:: DATA FOR THIS TASK ::
===
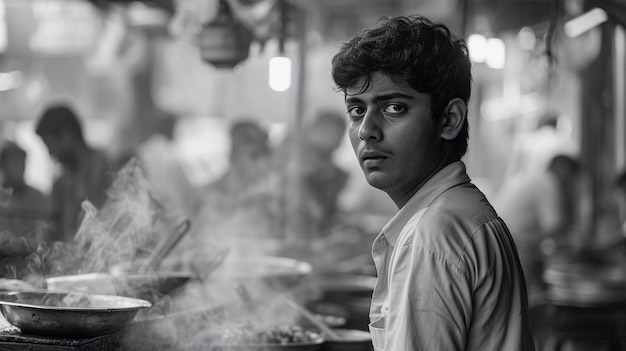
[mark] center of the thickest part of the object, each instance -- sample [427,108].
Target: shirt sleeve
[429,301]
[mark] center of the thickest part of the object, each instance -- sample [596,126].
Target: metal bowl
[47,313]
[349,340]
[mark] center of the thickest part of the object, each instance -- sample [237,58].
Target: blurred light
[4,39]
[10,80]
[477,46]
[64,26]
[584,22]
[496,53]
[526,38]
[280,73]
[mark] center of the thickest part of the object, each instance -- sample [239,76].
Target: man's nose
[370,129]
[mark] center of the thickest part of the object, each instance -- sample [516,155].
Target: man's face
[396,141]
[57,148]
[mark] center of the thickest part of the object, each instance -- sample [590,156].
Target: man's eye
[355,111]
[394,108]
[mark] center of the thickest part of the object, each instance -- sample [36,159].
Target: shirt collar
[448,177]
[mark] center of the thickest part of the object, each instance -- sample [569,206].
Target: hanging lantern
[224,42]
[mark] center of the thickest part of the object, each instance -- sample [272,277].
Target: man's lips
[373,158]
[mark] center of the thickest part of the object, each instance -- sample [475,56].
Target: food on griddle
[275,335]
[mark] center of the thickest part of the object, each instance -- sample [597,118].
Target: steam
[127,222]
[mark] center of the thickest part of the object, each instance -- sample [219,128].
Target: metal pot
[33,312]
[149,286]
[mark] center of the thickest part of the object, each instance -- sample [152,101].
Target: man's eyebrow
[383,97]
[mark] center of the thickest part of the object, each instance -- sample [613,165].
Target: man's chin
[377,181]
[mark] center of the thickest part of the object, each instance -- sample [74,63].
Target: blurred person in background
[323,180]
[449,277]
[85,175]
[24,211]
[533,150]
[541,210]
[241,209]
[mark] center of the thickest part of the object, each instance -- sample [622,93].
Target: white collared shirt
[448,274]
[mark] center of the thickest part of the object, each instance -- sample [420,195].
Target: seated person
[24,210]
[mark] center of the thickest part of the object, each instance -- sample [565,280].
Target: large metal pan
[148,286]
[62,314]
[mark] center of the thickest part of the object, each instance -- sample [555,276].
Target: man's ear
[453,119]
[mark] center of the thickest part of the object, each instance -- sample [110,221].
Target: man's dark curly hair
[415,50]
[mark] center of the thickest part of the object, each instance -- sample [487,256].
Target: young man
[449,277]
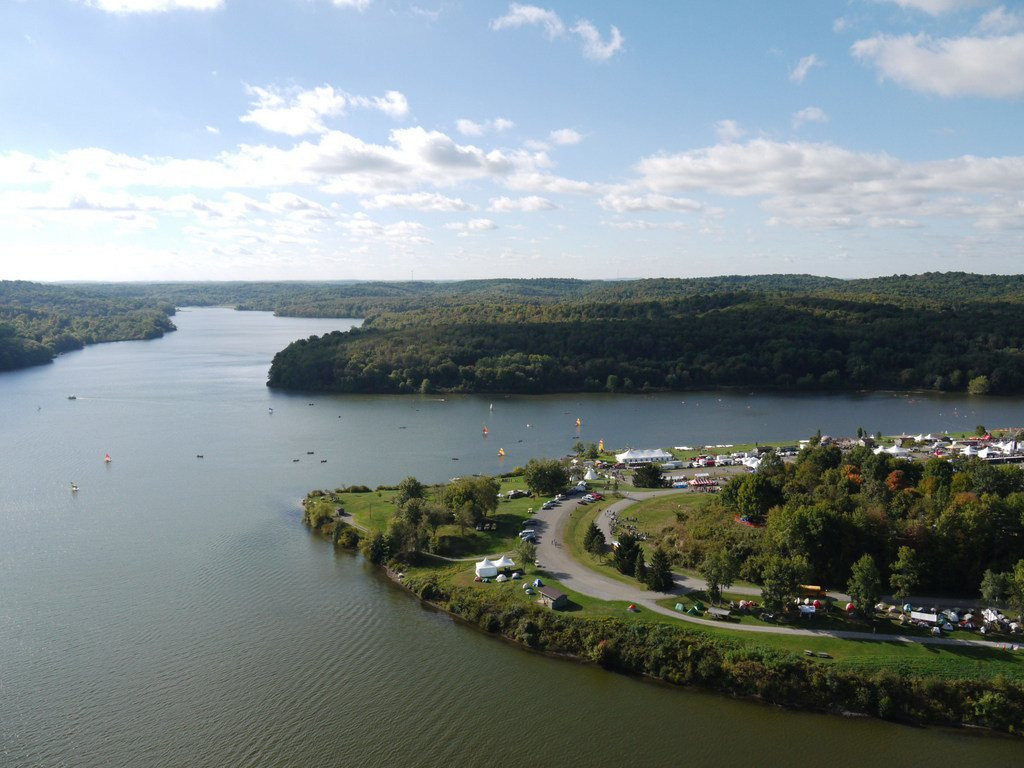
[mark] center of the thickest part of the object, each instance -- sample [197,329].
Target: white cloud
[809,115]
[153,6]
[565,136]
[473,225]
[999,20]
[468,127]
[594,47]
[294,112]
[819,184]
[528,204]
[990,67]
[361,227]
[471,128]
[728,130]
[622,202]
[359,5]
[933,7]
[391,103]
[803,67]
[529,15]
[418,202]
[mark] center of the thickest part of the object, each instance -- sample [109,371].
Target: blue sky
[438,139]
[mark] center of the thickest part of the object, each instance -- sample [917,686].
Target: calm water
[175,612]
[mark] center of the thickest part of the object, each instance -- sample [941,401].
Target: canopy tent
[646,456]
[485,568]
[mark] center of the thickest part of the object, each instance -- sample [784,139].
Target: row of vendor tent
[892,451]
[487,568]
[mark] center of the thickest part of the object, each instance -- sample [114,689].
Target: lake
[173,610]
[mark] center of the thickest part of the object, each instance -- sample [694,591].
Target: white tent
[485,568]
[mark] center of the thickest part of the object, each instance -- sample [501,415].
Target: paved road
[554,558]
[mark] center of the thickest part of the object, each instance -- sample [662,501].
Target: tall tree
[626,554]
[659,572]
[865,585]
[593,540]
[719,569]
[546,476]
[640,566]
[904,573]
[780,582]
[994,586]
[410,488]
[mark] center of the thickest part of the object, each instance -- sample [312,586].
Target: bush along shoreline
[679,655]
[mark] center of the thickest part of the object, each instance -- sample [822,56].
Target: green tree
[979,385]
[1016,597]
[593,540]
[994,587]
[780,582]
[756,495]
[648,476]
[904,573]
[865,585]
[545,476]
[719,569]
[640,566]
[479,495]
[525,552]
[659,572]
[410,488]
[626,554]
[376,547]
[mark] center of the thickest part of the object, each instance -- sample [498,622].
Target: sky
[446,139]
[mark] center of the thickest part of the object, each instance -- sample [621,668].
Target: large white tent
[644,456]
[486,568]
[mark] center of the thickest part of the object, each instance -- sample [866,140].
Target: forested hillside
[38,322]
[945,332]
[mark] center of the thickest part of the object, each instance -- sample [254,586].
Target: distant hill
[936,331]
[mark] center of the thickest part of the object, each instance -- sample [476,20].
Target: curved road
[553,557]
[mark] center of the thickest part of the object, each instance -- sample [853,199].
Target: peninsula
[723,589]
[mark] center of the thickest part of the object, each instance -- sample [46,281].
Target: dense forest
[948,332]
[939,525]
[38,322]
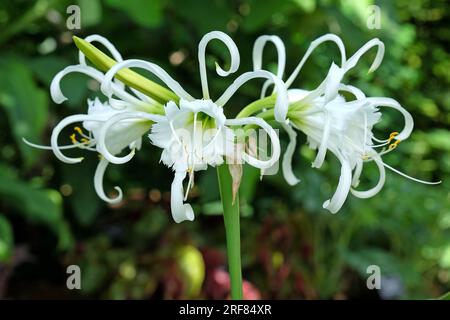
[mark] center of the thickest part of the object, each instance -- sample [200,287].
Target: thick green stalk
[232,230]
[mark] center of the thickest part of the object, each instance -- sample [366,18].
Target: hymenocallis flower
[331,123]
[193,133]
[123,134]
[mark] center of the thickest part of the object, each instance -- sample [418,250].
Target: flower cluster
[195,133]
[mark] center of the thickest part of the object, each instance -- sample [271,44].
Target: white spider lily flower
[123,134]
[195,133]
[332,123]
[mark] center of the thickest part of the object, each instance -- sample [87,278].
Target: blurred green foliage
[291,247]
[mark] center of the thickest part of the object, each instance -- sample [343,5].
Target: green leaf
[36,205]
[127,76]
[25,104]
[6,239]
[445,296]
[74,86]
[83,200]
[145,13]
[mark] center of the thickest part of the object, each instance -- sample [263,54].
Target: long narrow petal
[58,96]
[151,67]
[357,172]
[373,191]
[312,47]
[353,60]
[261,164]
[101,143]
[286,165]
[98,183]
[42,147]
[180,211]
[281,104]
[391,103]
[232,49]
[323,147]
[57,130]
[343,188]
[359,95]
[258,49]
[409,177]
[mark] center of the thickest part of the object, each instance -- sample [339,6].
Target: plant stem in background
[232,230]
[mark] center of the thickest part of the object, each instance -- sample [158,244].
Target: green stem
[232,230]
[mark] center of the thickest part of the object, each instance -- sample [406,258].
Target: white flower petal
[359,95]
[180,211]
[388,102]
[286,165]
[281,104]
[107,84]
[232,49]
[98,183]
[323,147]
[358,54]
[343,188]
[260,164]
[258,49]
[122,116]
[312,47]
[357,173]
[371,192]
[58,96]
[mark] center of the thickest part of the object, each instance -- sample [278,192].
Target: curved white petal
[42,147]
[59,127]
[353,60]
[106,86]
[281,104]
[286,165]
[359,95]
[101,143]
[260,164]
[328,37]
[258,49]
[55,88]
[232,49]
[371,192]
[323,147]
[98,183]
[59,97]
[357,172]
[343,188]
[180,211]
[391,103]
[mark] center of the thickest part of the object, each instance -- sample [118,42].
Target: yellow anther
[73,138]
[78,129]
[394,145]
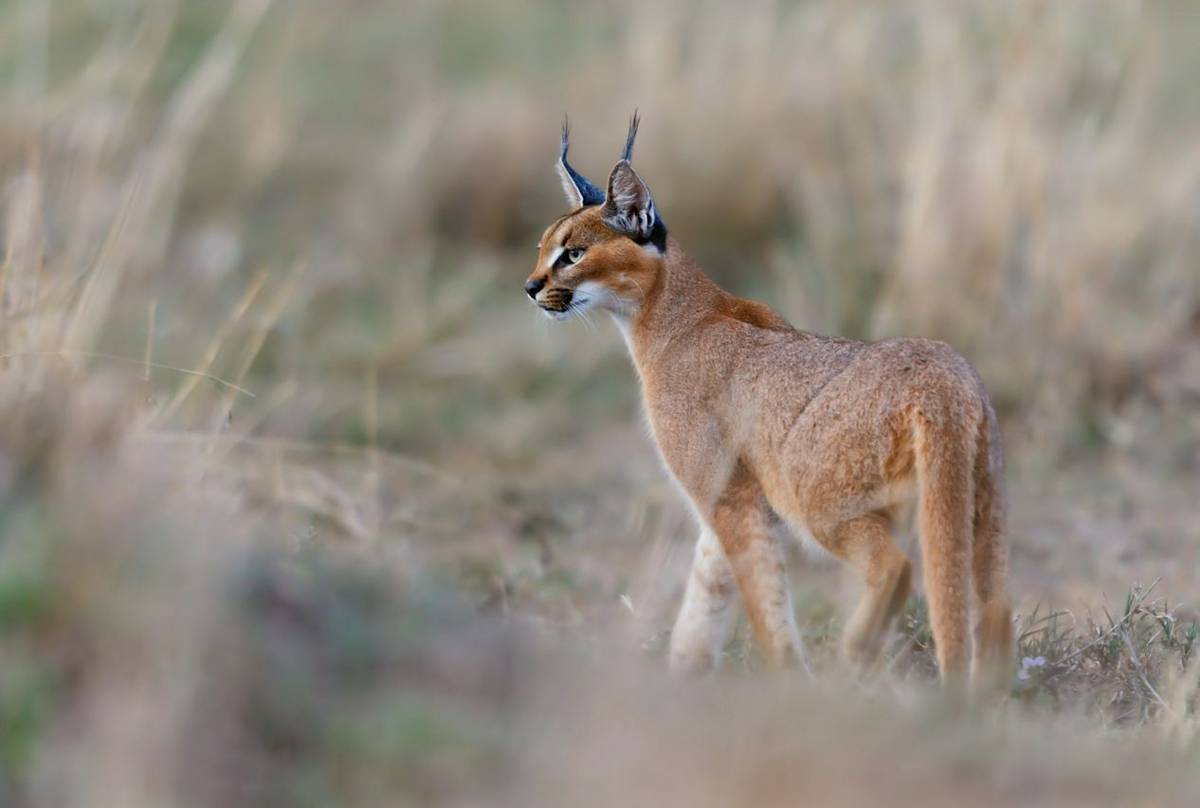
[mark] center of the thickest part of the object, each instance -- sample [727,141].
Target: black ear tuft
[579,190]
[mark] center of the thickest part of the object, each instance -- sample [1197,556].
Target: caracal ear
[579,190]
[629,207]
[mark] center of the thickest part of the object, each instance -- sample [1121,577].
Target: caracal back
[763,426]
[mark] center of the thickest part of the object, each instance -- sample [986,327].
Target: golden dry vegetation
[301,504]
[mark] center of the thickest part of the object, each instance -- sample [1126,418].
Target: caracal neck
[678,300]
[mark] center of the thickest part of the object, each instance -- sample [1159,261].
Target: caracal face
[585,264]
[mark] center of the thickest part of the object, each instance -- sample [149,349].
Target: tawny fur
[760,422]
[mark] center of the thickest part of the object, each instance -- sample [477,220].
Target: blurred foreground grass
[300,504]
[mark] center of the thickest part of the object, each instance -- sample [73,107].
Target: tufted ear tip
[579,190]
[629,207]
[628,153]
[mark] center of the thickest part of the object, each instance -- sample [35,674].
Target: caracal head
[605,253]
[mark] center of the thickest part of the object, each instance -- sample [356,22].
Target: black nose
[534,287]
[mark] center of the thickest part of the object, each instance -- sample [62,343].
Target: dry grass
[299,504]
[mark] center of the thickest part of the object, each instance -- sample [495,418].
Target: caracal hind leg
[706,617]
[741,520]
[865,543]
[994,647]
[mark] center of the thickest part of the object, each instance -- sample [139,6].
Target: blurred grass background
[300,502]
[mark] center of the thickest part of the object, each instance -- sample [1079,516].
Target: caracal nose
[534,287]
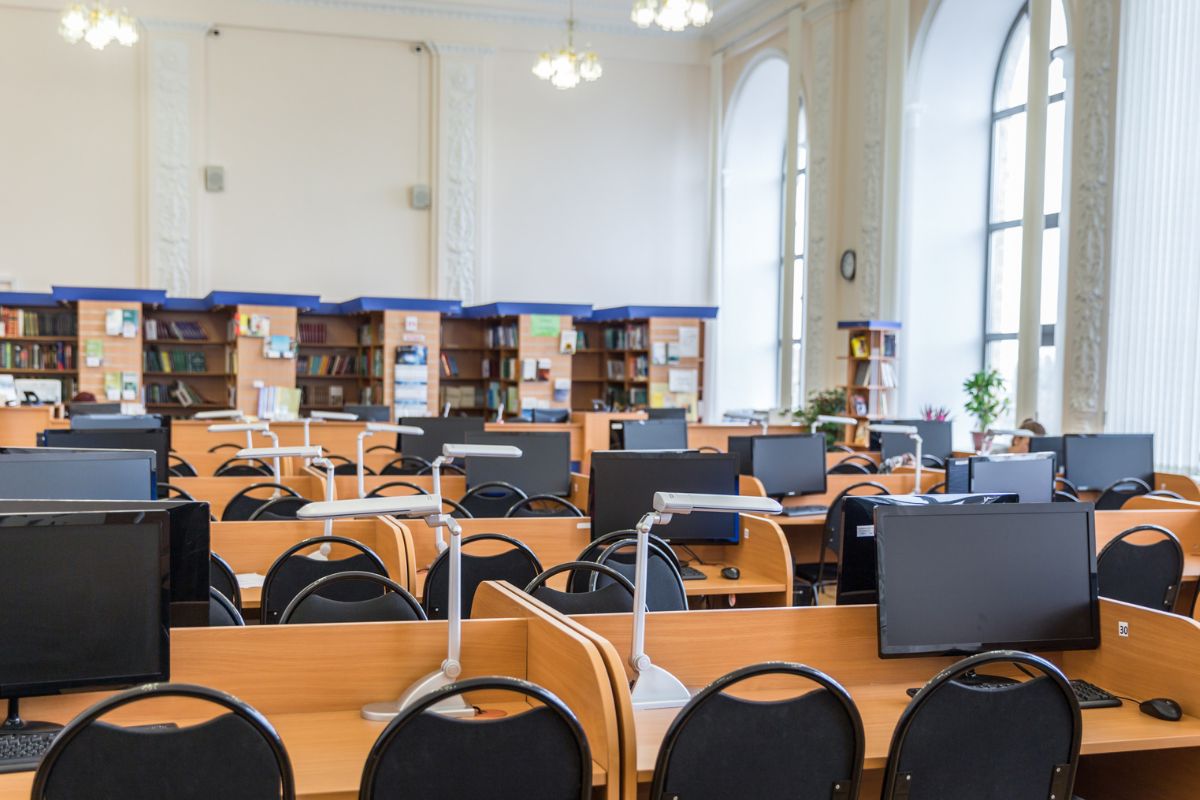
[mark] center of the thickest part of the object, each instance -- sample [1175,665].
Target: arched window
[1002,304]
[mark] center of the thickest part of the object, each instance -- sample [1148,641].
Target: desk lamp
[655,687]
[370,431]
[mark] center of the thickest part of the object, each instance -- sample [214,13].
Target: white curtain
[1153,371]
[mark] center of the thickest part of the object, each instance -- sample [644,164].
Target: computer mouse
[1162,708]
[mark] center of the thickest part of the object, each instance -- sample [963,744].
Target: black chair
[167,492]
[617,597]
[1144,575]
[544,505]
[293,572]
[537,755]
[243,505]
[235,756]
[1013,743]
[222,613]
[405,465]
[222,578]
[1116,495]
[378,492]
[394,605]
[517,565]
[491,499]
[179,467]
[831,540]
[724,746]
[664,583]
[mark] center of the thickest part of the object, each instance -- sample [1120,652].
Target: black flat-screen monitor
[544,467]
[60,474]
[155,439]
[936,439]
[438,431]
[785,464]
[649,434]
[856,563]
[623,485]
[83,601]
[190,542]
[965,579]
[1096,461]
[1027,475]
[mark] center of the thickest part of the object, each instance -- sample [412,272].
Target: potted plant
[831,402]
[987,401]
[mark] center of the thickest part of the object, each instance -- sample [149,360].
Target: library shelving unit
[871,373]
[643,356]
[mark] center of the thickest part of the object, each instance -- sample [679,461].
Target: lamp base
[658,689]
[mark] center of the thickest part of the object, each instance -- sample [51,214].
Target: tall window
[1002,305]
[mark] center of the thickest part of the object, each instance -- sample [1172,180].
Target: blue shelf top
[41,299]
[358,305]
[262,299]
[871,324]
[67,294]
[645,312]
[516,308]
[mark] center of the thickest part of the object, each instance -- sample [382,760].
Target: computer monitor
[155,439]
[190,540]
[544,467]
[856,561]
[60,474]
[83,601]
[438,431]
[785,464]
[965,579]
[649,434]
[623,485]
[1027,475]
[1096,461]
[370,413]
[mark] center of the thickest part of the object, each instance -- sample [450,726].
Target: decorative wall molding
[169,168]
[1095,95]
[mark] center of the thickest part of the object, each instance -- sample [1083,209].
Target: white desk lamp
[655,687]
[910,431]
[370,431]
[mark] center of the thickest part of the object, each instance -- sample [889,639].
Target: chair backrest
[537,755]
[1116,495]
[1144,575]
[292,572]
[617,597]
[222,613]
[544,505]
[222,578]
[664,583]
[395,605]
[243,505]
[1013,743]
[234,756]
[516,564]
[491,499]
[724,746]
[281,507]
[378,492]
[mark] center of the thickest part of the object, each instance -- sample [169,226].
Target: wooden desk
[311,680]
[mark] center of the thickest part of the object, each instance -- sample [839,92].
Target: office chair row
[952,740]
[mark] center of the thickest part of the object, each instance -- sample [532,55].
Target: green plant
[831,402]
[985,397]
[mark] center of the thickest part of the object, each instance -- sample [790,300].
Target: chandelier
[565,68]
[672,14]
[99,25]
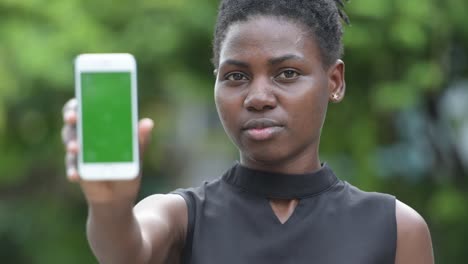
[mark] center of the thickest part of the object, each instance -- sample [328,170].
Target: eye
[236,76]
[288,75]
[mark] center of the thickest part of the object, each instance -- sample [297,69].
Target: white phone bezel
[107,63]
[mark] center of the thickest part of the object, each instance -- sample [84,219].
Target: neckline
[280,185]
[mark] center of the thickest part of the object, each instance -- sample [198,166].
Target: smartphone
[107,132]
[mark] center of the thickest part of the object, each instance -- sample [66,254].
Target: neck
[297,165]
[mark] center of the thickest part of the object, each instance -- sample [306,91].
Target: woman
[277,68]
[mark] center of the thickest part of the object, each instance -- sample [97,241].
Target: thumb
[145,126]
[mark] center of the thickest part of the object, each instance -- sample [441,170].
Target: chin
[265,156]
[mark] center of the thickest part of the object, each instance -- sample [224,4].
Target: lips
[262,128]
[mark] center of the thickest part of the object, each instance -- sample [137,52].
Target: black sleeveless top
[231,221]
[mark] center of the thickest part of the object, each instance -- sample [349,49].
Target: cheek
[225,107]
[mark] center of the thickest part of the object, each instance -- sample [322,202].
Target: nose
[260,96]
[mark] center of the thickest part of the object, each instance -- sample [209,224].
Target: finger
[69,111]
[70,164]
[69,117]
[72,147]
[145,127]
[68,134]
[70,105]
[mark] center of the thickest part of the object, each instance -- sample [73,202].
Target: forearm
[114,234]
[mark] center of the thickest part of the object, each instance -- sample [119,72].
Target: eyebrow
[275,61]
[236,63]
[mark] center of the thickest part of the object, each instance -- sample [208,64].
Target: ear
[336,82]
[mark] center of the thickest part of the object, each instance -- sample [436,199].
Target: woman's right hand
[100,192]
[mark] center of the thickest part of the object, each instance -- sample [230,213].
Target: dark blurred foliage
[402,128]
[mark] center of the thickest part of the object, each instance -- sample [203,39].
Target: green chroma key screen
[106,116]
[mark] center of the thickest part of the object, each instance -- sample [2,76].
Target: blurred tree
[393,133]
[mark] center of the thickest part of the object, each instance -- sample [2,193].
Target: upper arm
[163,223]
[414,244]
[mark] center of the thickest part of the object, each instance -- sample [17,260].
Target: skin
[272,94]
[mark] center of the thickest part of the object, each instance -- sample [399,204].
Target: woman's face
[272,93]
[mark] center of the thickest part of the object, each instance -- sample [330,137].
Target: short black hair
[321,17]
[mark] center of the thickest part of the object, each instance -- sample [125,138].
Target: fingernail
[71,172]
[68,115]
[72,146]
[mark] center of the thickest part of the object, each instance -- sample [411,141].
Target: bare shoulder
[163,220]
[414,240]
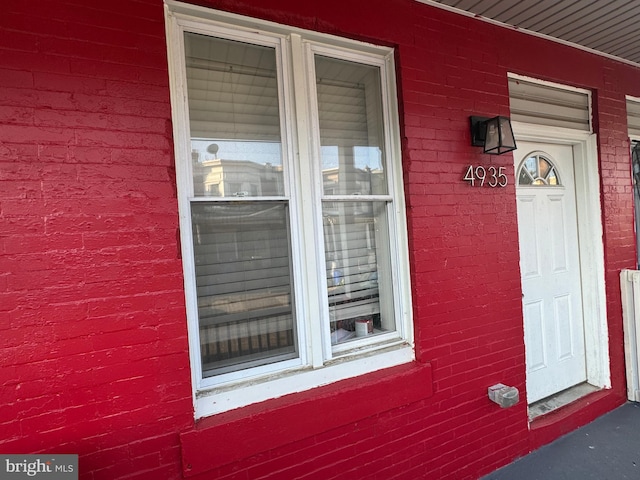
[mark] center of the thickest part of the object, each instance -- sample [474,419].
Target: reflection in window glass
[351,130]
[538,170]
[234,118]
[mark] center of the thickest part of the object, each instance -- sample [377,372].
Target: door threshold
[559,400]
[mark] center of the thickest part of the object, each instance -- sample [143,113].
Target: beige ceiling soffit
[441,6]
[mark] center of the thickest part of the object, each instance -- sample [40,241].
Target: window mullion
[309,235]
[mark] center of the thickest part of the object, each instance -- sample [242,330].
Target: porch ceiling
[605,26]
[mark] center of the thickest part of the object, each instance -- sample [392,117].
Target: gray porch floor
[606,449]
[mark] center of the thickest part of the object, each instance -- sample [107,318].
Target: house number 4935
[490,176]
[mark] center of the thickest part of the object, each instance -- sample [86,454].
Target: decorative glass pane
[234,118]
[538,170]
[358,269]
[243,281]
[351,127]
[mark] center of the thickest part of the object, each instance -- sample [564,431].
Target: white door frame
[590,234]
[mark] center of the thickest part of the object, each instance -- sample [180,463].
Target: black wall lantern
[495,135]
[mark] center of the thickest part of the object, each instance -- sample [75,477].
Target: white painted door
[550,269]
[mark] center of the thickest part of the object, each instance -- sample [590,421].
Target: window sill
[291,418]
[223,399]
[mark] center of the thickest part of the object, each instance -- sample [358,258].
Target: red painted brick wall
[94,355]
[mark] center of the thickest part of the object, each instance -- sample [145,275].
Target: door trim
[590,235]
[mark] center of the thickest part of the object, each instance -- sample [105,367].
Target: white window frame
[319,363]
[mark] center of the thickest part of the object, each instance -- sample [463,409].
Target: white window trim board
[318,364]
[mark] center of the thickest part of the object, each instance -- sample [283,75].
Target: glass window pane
===
:: WHAT NEEDS TO BE DONE ::
Reproduce verbatim the lines from the one containing "-- sample [283,75]." through the end of the lines.

:: FINAL RESULT ::
[mark] center of the thickest part of the object, each instance -- sample [283,75].
Target: glass window pane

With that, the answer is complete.